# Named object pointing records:

_ _ _ _

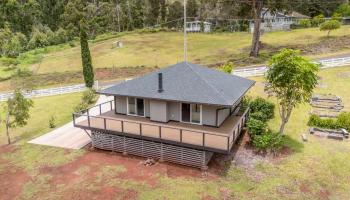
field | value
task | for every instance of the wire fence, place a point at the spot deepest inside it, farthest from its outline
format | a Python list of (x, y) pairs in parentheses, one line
[(245, 72), (260, 71)]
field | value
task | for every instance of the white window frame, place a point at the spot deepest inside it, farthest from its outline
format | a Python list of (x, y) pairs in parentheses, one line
[(127, 107), (200, 114)]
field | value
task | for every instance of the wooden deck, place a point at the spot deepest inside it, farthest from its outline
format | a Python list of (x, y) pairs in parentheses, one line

_ _ _ _

Rewrite the stretch from the start of the records through the line containing "[(245, 72), (260, 71)]", swapping "wire fence" for "metal railing" and keeping everything else the same, and omit the pictures from your answer.

field | value
task | for every instance of the metal railing, place a point at the spot deepest inside it, farthest from its outline
format | a Python list of (x, y) pairs in parentheses, one line
[(245, 72), (260, 71)]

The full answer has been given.